__EXERCISE PROMPT__. Go through the listing and write out all of it exactly.

__Collection entries__.
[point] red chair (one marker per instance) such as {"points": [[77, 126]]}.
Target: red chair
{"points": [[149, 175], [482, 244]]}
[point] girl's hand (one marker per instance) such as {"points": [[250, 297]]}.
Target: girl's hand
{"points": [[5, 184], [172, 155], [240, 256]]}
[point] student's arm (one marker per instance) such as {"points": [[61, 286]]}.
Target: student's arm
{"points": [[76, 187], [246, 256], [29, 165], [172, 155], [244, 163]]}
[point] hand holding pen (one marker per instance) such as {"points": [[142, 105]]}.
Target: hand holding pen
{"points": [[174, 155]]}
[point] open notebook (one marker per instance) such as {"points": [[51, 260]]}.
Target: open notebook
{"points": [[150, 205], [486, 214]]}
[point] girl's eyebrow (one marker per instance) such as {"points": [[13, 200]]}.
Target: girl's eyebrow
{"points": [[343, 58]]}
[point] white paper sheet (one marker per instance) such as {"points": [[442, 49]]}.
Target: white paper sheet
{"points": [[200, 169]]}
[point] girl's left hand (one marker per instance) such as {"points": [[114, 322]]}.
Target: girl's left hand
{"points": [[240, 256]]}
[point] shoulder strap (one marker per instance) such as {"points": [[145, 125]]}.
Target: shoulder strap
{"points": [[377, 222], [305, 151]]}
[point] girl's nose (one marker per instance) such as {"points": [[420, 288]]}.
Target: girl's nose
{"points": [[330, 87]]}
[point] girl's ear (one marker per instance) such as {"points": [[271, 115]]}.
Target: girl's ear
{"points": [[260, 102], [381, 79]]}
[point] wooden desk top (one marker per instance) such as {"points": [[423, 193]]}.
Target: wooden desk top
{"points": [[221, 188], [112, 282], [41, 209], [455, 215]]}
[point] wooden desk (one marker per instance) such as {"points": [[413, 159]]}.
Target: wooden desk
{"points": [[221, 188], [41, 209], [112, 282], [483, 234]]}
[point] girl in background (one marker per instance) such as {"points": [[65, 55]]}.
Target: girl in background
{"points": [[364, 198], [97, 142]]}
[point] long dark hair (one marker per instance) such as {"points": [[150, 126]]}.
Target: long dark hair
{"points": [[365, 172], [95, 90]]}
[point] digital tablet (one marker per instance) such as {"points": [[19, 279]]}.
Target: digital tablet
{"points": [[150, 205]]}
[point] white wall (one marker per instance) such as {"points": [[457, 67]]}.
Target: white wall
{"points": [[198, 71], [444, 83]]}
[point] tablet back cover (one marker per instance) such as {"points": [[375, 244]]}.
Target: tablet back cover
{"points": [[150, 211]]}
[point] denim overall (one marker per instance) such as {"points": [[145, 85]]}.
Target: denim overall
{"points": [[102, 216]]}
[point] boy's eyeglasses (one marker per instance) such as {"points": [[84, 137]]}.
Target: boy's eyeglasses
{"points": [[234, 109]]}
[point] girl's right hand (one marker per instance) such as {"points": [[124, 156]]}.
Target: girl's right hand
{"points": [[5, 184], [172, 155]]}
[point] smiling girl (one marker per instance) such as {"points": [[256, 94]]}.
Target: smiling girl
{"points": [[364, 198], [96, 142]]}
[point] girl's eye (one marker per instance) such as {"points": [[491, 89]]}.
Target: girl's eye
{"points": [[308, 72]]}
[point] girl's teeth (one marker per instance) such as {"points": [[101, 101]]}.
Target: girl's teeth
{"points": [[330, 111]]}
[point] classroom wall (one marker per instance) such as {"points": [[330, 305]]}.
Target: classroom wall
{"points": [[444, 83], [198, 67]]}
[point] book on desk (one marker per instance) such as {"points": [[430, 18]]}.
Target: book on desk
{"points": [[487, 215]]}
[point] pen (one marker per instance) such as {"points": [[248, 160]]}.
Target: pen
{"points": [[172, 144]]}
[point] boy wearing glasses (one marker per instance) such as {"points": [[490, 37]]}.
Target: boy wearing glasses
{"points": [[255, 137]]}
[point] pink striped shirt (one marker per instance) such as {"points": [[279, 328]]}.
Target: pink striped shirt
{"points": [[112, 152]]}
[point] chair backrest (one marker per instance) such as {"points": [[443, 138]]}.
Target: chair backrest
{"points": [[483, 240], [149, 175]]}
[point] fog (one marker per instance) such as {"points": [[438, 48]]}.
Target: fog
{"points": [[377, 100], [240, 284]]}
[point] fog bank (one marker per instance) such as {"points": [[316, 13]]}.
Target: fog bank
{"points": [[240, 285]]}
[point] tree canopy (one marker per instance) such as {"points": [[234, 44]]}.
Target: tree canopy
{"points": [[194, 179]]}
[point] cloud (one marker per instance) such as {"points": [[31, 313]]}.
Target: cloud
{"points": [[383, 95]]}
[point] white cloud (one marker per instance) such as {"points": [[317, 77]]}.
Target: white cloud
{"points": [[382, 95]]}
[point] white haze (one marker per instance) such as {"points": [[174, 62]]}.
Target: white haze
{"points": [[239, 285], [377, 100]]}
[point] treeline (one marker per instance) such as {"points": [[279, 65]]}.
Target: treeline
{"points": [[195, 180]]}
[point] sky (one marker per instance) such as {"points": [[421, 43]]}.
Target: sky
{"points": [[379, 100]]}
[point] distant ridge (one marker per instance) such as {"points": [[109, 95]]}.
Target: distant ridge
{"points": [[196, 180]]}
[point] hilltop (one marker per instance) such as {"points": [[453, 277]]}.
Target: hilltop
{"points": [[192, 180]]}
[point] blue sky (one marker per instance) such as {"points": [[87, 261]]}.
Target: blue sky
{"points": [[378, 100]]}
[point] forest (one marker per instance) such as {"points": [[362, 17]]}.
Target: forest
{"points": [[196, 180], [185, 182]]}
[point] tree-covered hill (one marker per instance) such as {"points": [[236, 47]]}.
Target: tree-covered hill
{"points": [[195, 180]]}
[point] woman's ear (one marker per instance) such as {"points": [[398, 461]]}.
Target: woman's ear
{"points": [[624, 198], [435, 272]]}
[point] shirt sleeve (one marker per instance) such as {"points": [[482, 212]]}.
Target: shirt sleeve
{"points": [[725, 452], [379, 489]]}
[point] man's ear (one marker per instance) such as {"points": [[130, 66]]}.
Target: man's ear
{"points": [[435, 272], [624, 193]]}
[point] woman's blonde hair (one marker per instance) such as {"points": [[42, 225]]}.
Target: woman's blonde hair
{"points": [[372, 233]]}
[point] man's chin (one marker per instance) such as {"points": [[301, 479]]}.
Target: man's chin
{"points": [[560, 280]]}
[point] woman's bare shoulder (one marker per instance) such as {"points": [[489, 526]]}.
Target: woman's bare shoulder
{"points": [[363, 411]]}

__FINISHED TASK__.
[point] red chair (one marker per instance) such as {"points": [[77, 126]]}.
Target: red chair
{"points": [[149, 175], [482, 244]]}
[point] girl's hand (one marker per instance) such as {"points": [[250, 297]]}.
Target: girl's hand
{"points": [[5, 184], [172, 155], [240, 256]]}
[point] student's arm (one marker per instance) such as {"points": [[61, 286]]}.
Target: student's arm
{"points": [[76, 187], [246, 256], [29, 165], [172, 155], [244, 163]]}
[point] hand holding pen (one marker per instance) such as {"points": [[142, 105]]}.
Target: hand holding pen
{"points": [[174, 155]]}
[point] open notebook (one marker per instance) such as {"points": [[51, 260]]}.
Target: open notebook
{"points": [[150, 205], [486, 214]]}
[point] girl's eyebrow (one marker per instance) such as {"points": [[13, 200]]}.
Target: girl's eyebrow
{"points": [[343, 58]]}
[point] white paper sheet (one marker per instance) such as {"points": [[442, 49]]}.
Target: white paper sheet
{"points": [[200, 169]]}
[point] girl's left hand (one marker per instance) such as {"points": [[114, 322]]}.
Target: girl's left hand
{"points": [[240, 256]]}
[point] shoulder strap (one marker per instance) such as {"points": [[145, 125]]}.
Target: shoulder strap
{"points": [[377, 222], [305, 151]]}
[point] girl's nose (one marker per instance) such as {"points": [[420, 288]]}.
Target: girl's nose
{"points": [[330, 87]]}
[point] girl's ear (one marker per instance) such as {"points": [[271, 115]]}.
Target: girl's ear
{"points": [[260, 102], [381, 79]]}
[point] wooden desk top (one marker per instance) such as {"points": [[423, 193]]}.
Target: wooden desk top
{"points": [[221, 188], [112, 282], [41, 209], [455, 215]]}
[point] wooden desk (one marker per instance) such as {"points": [[413, 159]]}.
Target: wooden desk
{"points": [[221, 188], [41, 209], [112, 282], [483, 234]]}
[point] girl in background (one marker per instance) such as {"points": [[65, 55]]}.
Target: girl in background
{"points": [[364, 198], [97, 142]]}
[point] long dark hair (one marker per instance) such as {"points": [[150, 126]]}.
Target: long dark hair
{"points": [[365, 172], [95, 90]]}
[point] digital tablet (one marker per instance) such as {"points": [[19, 279]]}.
Target: digital tablet
{"points": [[150, 205]]}
[point] white wall (one marker per instance) such as {"points": [[457, 67]]}.
Target: white wall
{"points": [[198, 71], [444, 83]]}
[point] tablet back cover (one marker per instance) such as {"points": [[375, 244]]}.
Target: tablet back cover
{"points": [[150, 211]]}
[point] denim overall (one marker per instance) such as {"points": [[145, 85]]}.
Target: denim overall
{"points": [[102, 216]]}
[point] boy's eyeglasses (one marker per instance) such as {"points": [[84, 137]]}.
Target: boy's eyeglasses
{"points": [[234, 109]]}
[point] girl's right hand (one marker per instance) such as {"points": [[124, 156]]}.
Target: girl's right hand
{"points": [[5, 184], [172, 155]]}
[point] smiling girl (one marker per instance) such as {"points": [[256, 94]]}.
Target: smiling girl
{"points": [[364, 198], [96, 142]]}
[point] girl's eye (one marker per instance) such as {"points": [[491, 89]]}.
Target: girl's eye
{"points": [[308, 72]]}
[point] girl's teeth (one marker per instance) such as {"points": [[101, 101]]}.
Target: girl's teeth
{"points": [[330, 111]]}
[point] classroom wall (one marker per instance) such as {"points": [[330, 305]]}.
Target: classroom wall
{"points": [[444, 83], [198, 67]]}
[point] book on desk (one marker per instance) such as {"points": [[430, 18]]}.
Target: book on desk
{"points": [[487, 215]]}
[point] pen (one marker per instance) such as {"points": [[248, 160]]}.
Target: pen
{"points": [[172, 144]]}
[point] boy wearing glasses (one marker per instance) such as {"points": [[490, 37]]}.
Target: boy wearing glasses
{"points": [[255, 137]]}
[point] pink striped shirt (one marker per instance) such as {"points": [[279, 328]]}.
Target: pink striped shirt
{"points": [[112, 152]]}
[point] chair backrest (one marker per instance) such as {"points": [[443, 138]]}.
Target: chair backrest
{"points": [[483, 240], [149, 175]]}
[point] fog (one marker per instance) such as {"points": [[438, 48]]}.
Target: fog
{"points": [[377, 100], [240, 284]]}
[point] fog bank (one marker per instance) such as {"points": [[316, 13]]}.
Target: fog bank
{"points": [[240, 285]]}
[point] tree canopy (one marker per instance) such as {"points": [[234, 44]]}.
Target: tree canopy
{"points": [[194, 179]]}
[point] cloud (one marker per instance) such as {"points": [[31, 313]]}.
Target: cloud
{"points": [[383, 95]]}
[point] white cloud (one marker per instance) such as {"points": [[317, 77]]}.
Target: white cloud
{"points": [[382, 95]]}
[point] white haze (one marker per instance) such as {"points": [[174, 62]]}.
Target: white haze
{"points": [[239, 285], [377, 100]]}
[point] treeline (one marker per instance) such as {"points": [[279, 65]]}.
Target: treeline
{"points": [[195, 180]]}
[point] sky (one marker per instance) such as {"points": [[421, 43]]}.
Target: sky
{"points": [[379, 100]]}
[point] distant ridge (one marker per instance) such as {"points": [[109, 95]]}.
Target: distant ridge
{"points": [[196, 180]]}
[point] hilltop (one marker per instance) such as {"points": [[453, 277]]}.
Target: hilltop
{"points": [[192, 180]]}
[point] blue sky (one marker per instance) such as {"points": [[87, 261]]}.
Target: blue sky
{"points": [[378, 100]]}
[point] forest (one marker per instance) such as {"points": [[362, 17]]}.
Target: forest
{"points": [[196, 180], [185, 182]]}
[point] tree-covered hill (one marker per instance) such as {"points": [[236, 47]]}.
Target: tree-covered hill
{"points": [[195, 180]]}
[point] woman's ear (one marker per instance) such as {"points": [[398, 461]]}.
Target: woman's ear
{"points": [[624, 198], [435, 272]]}
[point] shirt sleeve (one marker per instance) such as {"points": [[482, 212]]}.
Target: shirt sleeve
{"points": [[725, 452], [379, 489]]}
[point] man's ear (one marker per instance) such as {"points": [[130, 66]]}.
Target: man's ear
{"points": [[435, 272], [624, 193]]}
[point] woman's blonde hair (one marker per instance) such as {"points": [[42, 225]]}.
Target: woman's blonde hair
{"points": [[372, 233]]}
[point] man's chin (one marker per instance) such as {"points": [[301, 479]]}.
Target: man's chin
{"points": [[560, 280]]}
[point] woman's bare shoulder (one marker per instance) such as {"points": [[489, 526]]}.
Target: woman's bare shoulder
{"points": [[363, 411]]}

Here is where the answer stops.